## Exercise data
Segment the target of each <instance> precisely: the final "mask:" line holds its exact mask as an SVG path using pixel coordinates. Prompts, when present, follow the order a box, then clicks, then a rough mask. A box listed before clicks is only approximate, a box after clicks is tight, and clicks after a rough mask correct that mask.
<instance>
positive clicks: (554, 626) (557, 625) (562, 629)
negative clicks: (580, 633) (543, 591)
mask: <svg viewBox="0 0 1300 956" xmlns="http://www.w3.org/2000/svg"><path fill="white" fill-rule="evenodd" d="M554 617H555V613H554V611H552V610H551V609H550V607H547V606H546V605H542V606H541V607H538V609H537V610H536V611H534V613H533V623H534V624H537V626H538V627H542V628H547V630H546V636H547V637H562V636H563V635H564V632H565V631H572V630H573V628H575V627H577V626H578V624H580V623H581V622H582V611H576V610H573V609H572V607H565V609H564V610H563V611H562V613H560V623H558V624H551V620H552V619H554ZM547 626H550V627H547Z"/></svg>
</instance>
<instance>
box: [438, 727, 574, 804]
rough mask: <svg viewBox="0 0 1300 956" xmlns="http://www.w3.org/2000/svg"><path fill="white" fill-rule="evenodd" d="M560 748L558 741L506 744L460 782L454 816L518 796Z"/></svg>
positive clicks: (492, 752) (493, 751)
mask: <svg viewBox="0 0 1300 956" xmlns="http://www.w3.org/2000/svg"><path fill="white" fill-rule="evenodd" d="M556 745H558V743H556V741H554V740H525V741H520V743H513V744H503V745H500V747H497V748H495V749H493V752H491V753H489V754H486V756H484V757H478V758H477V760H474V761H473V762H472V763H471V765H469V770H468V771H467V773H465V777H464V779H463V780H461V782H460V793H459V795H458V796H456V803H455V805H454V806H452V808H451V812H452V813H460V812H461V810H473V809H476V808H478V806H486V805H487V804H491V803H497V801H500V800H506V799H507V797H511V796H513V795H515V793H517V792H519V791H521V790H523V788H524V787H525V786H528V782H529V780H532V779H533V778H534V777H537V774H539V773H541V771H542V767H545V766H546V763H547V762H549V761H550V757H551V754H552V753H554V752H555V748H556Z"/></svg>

## Assigned task
Please print exactly the lines from the one containing "box: [438, 727, 574, 804]" through the last line of the material.

## Your solution
box: [438, 727, 574, 804]
rough mask: <svg viewBox="0 0 1300 956" xmlns="http://www.w3.org/2000/svg"><path fill="white" fill-rule="evenodd" d="M560 748L558 741L506 744L460 782L454 816L518 796Z"/></svg>
positive clicks: (492, 752) (493, 751)
mask: <svg viewBox="0 0 1300 956" xmlns="http://www.w3.org/2000/svg"><path fill="white" fill-rule="evenodd" d="M556 745H558V743H556V741H554V740H525V741H520V743H513V744H503V745H500V747H497V748H495V749H493V752H491V753H489V754H486V756H484V757H478V758H477V760H474V761H473V762H472V763H471V765H469V770H468V771H467V773H465V777H464V779H463V780H461V782H460V793H459V795H458V796H456V803H455V805H454V806H452V808H451V812H452V813H460V812H461V810H473V809H476V808H478V806H486V805H487V804H491V803H497V801H500V800H506V799H507V797H511V796H513V795H515V793H517V792H519V791H521V790H523V788H524V787H525V786H528V782H529V780H532V779H533V778H534V777H537V774H539V773H541V771H542V767H545V766H546V763H547V762H549V761H550V757H551V754H552V753H554V752H555V748H556Z"/></svg>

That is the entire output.